• Stated goal: Output every entry exactly as given.

——————————

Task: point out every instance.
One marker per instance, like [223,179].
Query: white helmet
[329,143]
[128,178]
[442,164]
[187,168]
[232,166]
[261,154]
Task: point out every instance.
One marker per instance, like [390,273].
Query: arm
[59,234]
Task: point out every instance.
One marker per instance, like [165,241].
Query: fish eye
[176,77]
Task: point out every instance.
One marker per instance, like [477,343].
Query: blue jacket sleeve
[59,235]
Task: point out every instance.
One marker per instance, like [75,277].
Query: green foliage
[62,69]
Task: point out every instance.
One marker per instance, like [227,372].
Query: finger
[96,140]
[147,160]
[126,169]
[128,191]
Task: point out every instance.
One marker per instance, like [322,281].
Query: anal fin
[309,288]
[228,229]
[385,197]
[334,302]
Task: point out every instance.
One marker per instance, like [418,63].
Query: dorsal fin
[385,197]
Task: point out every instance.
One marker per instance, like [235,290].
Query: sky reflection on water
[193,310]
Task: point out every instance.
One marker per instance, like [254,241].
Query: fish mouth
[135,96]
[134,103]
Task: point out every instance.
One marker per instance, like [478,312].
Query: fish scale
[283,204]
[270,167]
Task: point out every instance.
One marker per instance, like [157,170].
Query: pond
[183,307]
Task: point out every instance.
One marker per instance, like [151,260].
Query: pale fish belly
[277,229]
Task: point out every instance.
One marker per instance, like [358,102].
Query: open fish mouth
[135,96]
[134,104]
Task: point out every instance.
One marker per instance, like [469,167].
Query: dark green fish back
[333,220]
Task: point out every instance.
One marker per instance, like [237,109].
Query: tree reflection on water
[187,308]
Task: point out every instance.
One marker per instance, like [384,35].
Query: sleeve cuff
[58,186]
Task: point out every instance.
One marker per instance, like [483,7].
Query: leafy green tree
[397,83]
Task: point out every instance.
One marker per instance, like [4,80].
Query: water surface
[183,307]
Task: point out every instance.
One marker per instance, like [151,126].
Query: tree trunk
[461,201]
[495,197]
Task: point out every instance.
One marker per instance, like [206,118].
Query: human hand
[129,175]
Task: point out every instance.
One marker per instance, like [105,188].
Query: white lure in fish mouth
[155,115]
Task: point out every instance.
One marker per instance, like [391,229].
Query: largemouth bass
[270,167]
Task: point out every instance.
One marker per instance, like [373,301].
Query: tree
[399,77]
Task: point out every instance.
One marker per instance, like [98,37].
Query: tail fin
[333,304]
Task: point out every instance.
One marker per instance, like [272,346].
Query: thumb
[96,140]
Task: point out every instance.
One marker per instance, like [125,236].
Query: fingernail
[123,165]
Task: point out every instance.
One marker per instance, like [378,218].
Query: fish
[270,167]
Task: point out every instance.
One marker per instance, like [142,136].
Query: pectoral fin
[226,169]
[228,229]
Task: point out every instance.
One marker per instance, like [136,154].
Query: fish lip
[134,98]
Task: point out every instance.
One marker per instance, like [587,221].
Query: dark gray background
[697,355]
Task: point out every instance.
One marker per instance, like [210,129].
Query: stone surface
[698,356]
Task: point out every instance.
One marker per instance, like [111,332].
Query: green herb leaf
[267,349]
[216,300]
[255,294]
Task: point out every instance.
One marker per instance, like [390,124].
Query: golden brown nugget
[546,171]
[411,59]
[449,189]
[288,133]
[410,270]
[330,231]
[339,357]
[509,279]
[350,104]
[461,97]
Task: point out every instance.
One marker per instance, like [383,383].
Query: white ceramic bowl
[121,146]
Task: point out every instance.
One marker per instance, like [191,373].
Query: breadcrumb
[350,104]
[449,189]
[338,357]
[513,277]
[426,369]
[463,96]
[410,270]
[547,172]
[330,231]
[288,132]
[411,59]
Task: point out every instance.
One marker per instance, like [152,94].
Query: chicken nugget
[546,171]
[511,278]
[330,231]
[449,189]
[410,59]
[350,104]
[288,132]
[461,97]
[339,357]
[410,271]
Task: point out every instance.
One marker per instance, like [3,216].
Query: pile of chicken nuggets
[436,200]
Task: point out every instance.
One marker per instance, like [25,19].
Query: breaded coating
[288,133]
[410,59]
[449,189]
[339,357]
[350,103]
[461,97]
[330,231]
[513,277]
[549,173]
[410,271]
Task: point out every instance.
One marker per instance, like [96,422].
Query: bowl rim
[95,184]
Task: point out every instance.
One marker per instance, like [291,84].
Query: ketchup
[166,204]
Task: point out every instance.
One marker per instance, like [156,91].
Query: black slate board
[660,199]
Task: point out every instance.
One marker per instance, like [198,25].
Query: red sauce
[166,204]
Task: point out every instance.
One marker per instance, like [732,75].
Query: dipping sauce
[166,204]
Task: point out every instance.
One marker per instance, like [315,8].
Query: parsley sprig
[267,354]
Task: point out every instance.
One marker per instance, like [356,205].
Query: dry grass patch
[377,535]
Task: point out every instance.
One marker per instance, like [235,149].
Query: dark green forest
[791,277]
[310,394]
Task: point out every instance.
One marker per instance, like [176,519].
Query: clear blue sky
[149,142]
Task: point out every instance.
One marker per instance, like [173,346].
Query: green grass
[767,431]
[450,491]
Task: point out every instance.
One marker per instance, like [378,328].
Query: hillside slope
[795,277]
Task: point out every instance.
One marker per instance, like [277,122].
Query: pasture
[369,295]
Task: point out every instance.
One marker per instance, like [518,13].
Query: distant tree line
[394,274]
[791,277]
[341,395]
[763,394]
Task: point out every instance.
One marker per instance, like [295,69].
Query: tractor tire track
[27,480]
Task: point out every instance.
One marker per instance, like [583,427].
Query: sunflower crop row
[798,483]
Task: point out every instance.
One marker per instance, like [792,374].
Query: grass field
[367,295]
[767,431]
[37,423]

——————————

• Result of this exercise:
Task: point out every instance.
One marker per instance, like [223,179].
Query: white helmet
[329,143]
[128,178]
[442,164]
[187,168]
[232,166]
[261,154]
Task: point out every instance.
One marker per instance, like [390,273].
Query: arm
[59,234]
Task: point out every instance.
One marker per instance, like [165,241].
Query: fish eye
[176,77]
Task: point out every instance.
One marker per instance, like [477,343].
Query: blue jacket sleeve
[59,235]
Task: point out every instance.
One marker per instance, like [75,277].
Query: green foliage
[62,69]
Task: point out every instance.
One marker per instance, like [227,372].
Query: finger
[96,140]
[147,160]
[126,169]
[128,191]
Task: point out every instance.
One marker per instance, like [322,281].
Query: anal fin
[309,288]
[228,229]
[385,197]
[334,302]
Task: point out every instance.
One marker per instance, like [418,63].
Query: dorsal fin
[385,197]
Task: point out every instance.
One marker per instance, like [235,290].
Query: sky reflection on water
[193,310]
Task: point out every instance.
One marker per instance, like [254,241].
Query: fish mouth
[135,96]
[134,103]
Task: point out every instance.
One marker per instance, like [478,312].
Query: fish scale
[283,204]
[270,167]
Task: point out every instance.
One marker per instance, like [157,170].
Query: pond
[183,307]
Task: point out every instance.
One marker per instance, like [151,260].
Query: pale fish belly
[277,229]
Task: point out every instance.
One marker per instance, like [358,102].
Query: open fish mouth
[135,96]
[134,104]
Task: point out every instance.
One marker per instance, like [469,167].
Query: dark green fish back
[333,220]
Task: point out every instance.
One marker per instance, like [237,109].
Query: tree reflection on water
[187,308]
Task: point out every instance.
One marker per instance, like [384,35].
Query: sleeve cuff
[58,186]
Task: point out every instance.
One marker per instance, like [483,7].
Query: leafy green tree
[397,83]
Task: point out every instance.
One marker per instance, like [4,80].
Query: water surface
[183,307]
Task: point out every instance.
One marker per instance, like [151,126].
Query: tree trunk
[461,201]
[495,197]
Task: point out every instance.
One marker per instance, like [206,118].
Query: human hand
[129,175]
Task: point out every instance.
One marker per instance, like [105,188].
Query: white lure in fish mouth
[155,115]
Task: point out every instance.
One marker per instance, like [391,229].
Query: largemouth bass
[270,167]
Task: point out every instance.
One marker per instance, like [373,301].
Query: tree
[399,77]
Task: point out every instance.
One marker per instance, like [98,37].
Query: tail fin
[333,304]
Task: point out every instance.
One marker per instance, like [272,346].
Query: thumb
[96,140]
Task: point out every instance.
One marker per instance, like [125,236].
Query: fingernail
[123,165]
Task: point out every instance.
One marker per instance, like [378,218].
Query: fish
[270,167]
Task: point out every instance.
One marker per instance, like [142,136].
Query: pectoral fin
[226,169]
[228,229]
Task: point out every instance.
One marker per instance, like [136,154].
Query: fish lip
[134,98]
Task: point out every instance.
One marker per instance, like [587,221].
Query: dark gray background
[697,355]
Task: point out every instance.
One marker per instance, like [210,129].
Query: stone surface
[698,356]
Task: point out every instance.
One marker per instance, like [111,332].
Query: green herb leaf
[267,349]
[216,300]
[255,294]
Task: point out every instance.
One marker per instance, like [390,124].
Query: golden brown nugget
[546,171]
[411,59]
[449,189]
[288,133]
[410,270]
[330,231]
[339,357]
[509,279]
[350,104]
[461,97]
Task: point out every instance.
One marker per instance, like [383,383].
Query: white ceramic bowl
[121,146]
Task: point out every instance.
One marker per instance, like [191,373].
Query: breadcrumb
[350,104]
[449,189]
[338,357]
[513,277]
[426,369]
[463,96]
[410,270]
[547,172]
[330,231]
[288,132]
[411,59]
Task: point out every instance.
One marker per instance, like [152,94].
Query: chicken nugget
[546,171]
[511,278]
[330,231]
[449,189]
[410,59]
[350,104]
[288,132]
[461,97]
[339,357]
[410,271]
Task: point out every instance.
One marker per instance, like [3,216].
Query: pile of chicken nuggets
[436,200]
Task: point out every instance.
One marker per instance, like [25,19].
Query: breaded coating
[288,133]
[410,59]
[449,189]
[339,357]
[350,103]
[461,97]
[330,231]
[513,277]
[549,173]
[410,271]
Task: point out every instance.
One marker per instance, like [96,422].
Query: bowl rim
[95,184]
Task: point out every instance.
One marker per instance, like [291,84].
Query: ketchup
[166,204]
Task: point out every instance.
One marker per instance, like [156,91].
Query: black slate board
[660,199]
Task: point out every instance.
One marker per instance, like [198,25].
Query: red sauce
[166,204]
Task: point out every instance.
One marker per instance, like [732,75].
Query: dipping sauce
[166,204]
Task: point out every instance.
One marker per instance, like [315,8].
Query: parsley sprig
[267,354]
Task: point out every instance.
One marker per instance, like [356,205].
Query: dry grass patch
[377,535]
Task: point out every instance.
One marker per instance, like [235,149].
Query: dark green forest
[791,277]
[310,394]
Task: point out every instance.
One marker per instance, like [176,519].
Query: clear blue sky
[149,142]
Task: point out every instance.
One marker per instance, like [173,346].
Query: green grass
[767,431]
[450,491]
Task: point out every instance.
One marker per instance, like [378,328].
Query: hillside slope
[795,277]
Task: point out every instance.
One marker per instance, like [277,122].
Query: pasture
[369,295]
Task: point out every instance.
One marker per instance, like [518,13].
Query: distant tree line
[394,274]
[791,277]
[341,395]
[763,394]
Task: point out every instance.
One marker per instance, like [295,69].
Query: tractor tire track
[27,480]
Task: point out every instance.
One marker per instance, like [583,427].
Query: sunflower crop row
[798,483]
Task: point out every instance.
One marker per instance, like [792,374].
Query: grass field
[367,295]
[767,431]
[37,423]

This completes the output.